To be done.
**a)** From the budgie dream thread, reproduce the text starting at "I hardly remember" and ending at "I forget them.".
**b)** In the budgie dream thread, list every name or endearment the first poster uses to refer to or address the budgie.
**c)** Decide whether each statement agrees with the budgie dream thread, and quote the words of the thread that settle it: (i) In the dream, the concert was held in an auditorium. (ii) In the dream, Mallorn was found sitting in the audience. (iii) The second poster usually remembers dreams well.
── Source passage
# Budgie Dream Diary



## StarlingWings (Mar 15, 2013)

Hello, hello, it's me again...

I had an intriguing memory resurface just now.

There was this one day, not too long ago, that I took Mallorn's cage and put it in a shopping cart, and walked to an auditorium where there was going to be an orchestra concert. Everyone kept asking me when she was going to fly away, because there was going to be a volcanic eruption of sorts. I became concerned, being the fretting budgie mum that I am, and went backstage to find her, and it turns out that Mallorn was sitting on the stage lights, chewing on the light cables. I tried to get her down but every time I said "Mally, come here darling," the lights turned different colours. Eventually the shopping cart turned into a gigantic suitcase an I didn't know how I was going to get Mallorn home before the volcano erupted! :wow: :undwech:

And then....

*I woke up!*
That is correct, my dear readers, it was all a very concerning dream. Now, I want to know...

What's the strangest dream you've ever had involving your budgies? ​


----------



## aluz (Jul 24, 2011)

I hardly remember any dreams that I've had. I usually have some recollection of them right after waking up, but as I fall a sleep again or get up from bed and go through my normal routine, I forget them.
────
── Records provided
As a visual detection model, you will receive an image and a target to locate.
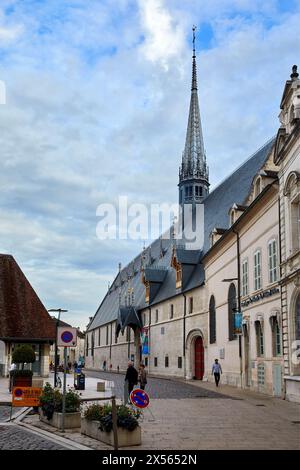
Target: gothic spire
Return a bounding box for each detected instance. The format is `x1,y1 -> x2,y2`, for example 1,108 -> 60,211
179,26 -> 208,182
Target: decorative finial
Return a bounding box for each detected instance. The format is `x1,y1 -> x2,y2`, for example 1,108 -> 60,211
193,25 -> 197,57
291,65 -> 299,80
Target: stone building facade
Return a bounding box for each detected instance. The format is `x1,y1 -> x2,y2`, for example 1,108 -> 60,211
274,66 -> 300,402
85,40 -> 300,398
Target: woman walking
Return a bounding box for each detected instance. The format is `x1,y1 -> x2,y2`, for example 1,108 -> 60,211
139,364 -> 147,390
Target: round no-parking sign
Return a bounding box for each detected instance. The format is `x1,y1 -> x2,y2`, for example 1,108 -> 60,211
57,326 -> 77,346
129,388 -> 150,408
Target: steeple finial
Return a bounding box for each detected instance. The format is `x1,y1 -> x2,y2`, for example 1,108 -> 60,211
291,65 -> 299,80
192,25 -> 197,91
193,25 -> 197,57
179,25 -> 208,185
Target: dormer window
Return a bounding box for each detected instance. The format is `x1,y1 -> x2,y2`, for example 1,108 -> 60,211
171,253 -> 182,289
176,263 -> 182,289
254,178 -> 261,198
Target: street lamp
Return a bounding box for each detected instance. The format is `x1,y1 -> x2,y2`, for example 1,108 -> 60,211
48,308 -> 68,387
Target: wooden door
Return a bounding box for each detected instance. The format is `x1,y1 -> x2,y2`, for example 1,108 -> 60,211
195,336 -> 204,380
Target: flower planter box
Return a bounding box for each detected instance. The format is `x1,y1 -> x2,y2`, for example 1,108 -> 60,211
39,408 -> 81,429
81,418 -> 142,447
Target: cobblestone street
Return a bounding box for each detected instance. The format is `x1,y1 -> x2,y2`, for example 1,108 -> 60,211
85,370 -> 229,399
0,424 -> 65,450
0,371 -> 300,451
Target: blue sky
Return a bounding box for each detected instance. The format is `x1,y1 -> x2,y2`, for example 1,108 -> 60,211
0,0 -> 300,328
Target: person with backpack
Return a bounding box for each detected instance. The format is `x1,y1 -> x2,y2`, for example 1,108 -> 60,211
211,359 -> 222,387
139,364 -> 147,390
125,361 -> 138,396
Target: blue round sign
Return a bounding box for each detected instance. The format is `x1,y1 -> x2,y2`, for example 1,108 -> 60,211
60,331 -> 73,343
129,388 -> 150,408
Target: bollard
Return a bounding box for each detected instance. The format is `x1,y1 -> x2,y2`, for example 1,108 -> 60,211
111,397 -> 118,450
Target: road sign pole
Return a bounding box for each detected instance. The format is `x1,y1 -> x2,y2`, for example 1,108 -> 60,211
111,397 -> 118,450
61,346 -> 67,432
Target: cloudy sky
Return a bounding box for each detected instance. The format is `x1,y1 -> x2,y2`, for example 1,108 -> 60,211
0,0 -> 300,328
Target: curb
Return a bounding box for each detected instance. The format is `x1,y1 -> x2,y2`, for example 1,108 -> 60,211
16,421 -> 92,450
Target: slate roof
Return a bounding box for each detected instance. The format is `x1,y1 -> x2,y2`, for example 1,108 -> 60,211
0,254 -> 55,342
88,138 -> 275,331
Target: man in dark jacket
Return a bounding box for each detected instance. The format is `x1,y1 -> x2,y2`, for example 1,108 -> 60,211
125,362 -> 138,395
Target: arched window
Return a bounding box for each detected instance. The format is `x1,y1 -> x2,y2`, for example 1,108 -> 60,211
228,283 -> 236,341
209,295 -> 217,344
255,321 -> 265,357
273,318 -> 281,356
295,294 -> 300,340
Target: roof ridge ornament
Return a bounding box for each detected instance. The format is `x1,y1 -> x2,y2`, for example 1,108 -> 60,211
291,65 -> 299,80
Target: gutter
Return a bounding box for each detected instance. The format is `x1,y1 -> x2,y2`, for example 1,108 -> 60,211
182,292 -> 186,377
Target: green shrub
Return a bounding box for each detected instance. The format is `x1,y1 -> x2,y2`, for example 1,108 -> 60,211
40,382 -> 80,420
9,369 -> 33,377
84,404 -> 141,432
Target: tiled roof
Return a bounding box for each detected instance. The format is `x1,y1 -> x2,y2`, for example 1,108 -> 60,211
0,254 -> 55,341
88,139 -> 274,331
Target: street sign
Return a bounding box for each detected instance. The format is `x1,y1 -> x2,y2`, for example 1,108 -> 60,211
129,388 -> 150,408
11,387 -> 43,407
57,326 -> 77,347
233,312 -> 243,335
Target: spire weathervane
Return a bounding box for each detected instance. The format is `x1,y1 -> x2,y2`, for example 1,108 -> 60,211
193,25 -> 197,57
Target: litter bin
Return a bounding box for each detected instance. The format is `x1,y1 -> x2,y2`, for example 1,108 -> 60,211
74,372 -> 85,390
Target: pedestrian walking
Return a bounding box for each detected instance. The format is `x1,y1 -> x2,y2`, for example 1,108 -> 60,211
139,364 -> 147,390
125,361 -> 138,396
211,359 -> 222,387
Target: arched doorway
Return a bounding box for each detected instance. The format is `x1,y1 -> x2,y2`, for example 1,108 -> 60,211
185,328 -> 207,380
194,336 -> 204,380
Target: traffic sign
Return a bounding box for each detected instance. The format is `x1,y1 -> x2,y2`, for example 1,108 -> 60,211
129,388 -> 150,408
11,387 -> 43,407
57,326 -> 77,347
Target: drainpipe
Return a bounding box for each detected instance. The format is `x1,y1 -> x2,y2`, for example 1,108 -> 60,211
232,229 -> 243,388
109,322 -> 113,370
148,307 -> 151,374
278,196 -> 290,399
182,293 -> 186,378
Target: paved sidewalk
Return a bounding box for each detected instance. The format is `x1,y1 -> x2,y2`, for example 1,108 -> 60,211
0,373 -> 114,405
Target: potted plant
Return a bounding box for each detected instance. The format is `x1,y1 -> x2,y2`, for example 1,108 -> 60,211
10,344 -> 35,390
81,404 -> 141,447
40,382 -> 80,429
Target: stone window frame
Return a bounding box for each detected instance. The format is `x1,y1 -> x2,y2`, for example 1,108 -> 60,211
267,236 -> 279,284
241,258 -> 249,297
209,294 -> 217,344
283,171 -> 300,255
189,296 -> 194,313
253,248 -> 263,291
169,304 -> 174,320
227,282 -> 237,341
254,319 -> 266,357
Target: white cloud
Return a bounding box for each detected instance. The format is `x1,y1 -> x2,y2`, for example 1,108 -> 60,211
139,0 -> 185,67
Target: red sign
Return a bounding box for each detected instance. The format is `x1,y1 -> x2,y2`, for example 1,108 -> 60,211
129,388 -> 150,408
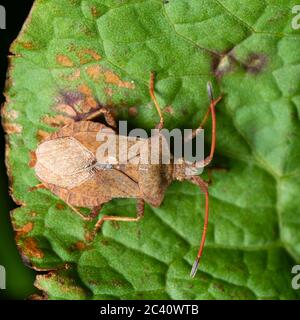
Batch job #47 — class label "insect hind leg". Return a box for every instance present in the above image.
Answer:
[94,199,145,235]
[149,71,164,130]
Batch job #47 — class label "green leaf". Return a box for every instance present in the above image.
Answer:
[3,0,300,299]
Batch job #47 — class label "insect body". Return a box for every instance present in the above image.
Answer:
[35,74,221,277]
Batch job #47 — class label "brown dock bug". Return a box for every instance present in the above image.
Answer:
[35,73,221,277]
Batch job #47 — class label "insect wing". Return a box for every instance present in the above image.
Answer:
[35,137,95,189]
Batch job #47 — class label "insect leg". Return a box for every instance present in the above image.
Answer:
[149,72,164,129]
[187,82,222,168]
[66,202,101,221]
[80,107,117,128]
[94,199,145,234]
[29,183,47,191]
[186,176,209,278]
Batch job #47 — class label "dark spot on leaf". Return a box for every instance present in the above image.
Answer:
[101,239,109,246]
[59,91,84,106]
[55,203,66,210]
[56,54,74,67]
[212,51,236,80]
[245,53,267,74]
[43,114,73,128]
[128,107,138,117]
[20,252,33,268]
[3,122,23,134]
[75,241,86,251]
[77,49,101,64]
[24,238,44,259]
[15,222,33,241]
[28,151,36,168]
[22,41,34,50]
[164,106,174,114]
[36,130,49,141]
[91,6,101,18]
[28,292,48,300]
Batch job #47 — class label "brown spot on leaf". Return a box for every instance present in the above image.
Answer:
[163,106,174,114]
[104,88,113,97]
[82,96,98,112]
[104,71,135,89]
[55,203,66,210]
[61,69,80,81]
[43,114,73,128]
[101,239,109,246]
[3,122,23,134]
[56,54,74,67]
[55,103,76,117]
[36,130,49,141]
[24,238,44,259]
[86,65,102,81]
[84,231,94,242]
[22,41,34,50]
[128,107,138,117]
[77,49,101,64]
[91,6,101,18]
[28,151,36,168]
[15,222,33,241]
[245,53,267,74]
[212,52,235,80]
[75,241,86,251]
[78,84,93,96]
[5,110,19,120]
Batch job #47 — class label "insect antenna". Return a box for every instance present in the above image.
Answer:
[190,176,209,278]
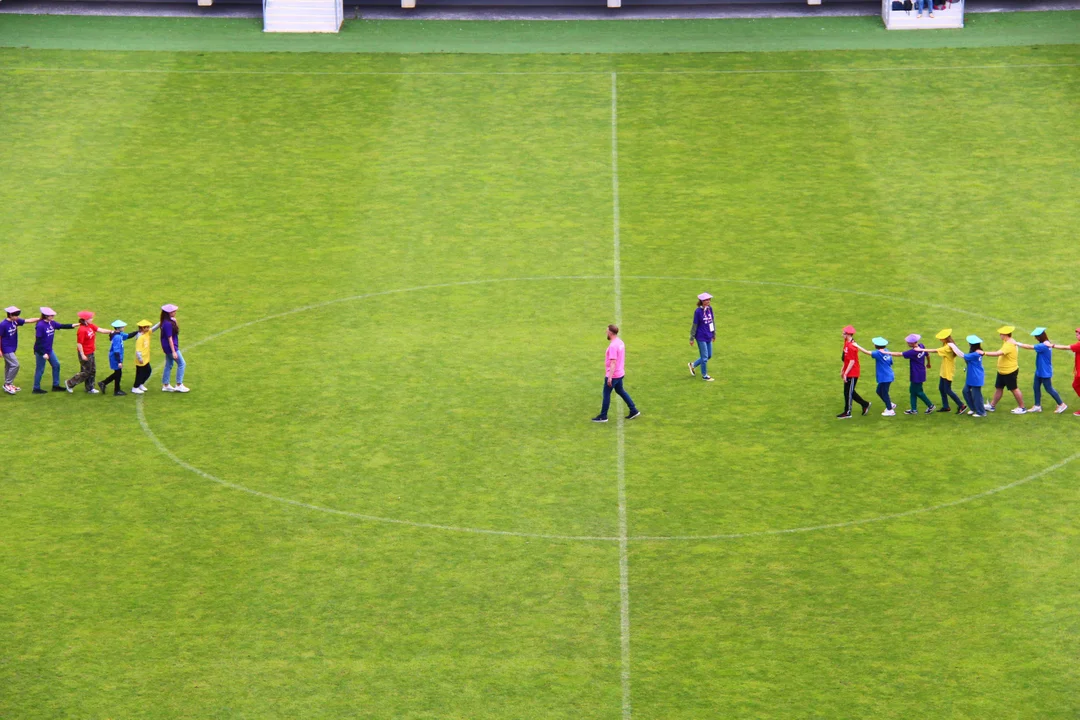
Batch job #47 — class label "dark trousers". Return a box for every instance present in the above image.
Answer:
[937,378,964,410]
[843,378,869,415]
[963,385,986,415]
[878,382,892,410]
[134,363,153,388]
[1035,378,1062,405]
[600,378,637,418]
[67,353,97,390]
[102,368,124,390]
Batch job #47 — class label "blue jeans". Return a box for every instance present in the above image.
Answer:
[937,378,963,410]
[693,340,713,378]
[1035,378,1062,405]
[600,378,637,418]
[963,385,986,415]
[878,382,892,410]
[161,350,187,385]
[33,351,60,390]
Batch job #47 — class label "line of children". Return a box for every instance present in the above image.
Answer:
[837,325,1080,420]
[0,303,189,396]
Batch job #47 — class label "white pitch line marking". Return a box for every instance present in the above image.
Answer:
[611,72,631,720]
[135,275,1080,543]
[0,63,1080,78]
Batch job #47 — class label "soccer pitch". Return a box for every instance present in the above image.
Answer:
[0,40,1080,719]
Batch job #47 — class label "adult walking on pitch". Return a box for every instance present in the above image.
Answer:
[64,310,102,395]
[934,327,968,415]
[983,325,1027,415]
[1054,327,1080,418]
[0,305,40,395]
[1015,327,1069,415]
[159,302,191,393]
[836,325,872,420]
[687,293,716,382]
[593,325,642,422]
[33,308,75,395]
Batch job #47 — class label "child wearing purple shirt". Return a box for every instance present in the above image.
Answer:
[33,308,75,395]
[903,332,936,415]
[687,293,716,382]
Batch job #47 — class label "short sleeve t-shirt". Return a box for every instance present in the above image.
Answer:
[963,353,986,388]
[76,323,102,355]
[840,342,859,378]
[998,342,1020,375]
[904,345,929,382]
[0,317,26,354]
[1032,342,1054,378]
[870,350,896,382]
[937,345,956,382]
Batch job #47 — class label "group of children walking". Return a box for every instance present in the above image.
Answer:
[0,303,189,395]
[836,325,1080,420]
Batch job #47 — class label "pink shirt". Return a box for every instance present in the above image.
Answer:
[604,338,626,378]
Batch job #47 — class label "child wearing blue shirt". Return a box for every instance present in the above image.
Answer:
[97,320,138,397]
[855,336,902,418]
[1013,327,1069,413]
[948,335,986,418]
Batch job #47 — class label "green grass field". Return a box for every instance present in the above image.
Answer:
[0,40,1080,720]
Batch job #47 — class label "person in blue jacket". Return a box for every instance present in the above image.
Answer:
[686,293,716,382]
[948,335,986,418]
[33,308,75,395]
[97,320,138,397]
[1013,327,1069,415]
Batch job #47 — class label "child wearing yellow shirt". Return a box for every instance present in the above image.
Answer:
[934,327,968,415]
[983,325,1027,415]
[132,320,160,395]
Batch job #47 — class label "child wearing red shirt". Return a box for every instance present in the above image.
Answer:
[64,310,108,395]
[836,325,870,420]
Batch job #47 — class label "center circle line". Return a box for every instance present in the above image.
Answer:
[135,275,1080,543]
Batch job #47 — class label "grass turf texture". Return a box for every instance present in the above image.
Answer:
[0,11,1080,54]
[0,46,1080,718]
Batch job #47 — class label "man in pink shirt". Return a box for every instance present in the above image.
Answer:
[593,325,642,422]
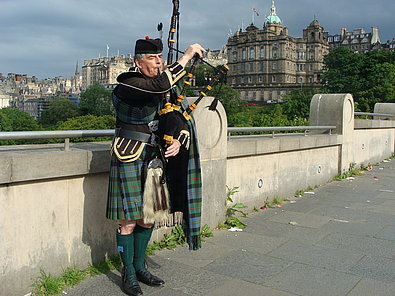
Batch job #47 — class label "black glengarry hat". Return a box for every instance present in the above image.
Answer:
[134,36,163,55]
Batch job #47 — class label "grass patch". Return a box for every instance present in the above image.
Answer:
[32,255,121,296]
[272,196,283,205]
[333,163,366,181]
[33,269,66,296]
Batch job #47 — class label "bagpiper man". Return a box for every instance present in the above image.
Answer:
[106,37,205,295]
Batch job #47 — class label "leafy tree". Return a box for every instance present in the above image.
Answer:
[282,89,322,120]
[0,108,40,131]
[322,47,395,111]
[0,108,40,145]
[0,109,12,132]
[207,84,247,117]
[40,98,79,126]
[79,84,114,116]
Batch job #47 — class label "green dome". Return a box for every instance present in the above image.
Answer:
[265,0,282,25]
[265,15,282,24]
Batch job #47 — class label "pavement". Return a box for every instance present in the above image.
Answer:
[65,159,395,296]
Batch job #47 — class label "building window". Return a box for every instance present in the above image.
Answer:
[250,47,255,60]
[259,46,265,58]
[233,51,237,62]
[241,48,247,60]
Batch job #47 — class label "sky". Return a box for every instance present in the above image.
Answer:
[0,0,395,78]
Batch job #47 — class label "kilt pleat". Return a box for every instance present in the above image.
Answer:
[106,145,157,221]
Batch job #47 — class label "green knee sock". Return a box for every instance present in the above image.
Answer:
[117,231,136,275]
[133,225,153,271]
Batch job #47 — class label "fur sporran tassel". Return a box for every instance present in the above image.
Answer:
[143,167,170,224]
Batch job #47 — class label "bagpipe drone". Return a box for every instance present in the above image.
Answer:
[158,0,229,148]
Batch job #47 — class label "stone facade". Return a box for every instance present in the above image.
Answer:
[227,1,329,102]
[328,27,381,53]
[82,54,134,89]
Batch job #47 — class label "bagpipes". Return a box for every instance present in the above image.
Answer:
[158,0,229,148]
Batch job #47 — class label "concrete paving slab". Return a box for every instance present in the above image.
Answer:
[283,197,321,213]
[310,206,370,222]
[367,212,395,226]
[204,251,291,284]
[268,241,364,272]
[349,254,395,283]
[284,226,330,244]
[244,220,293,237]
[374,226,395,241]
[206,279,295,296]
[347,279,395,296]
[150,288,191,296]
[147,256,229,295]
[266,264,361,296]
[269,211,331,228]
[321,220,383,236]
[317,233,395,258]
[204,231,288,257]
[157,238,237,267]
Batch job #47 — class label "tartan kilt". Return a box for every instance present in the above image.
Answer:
────
Final results.
**a)**
I hardly remember any dreams that I've had. I usually have some recollection of them right after waking up, but as I fall a sleep again or get up from bed and go through my normal routine, I forget them.

**b)** Mallorn, Mally, darling

**c)**
(i) Yes: "walked to an auditorium where there was going to be an orchestra concert"
(ii) No: "Mallorn was sitting on the stage lights, chewing on the light cables"
(iii) No: "I hardly remember any dreams that I've had."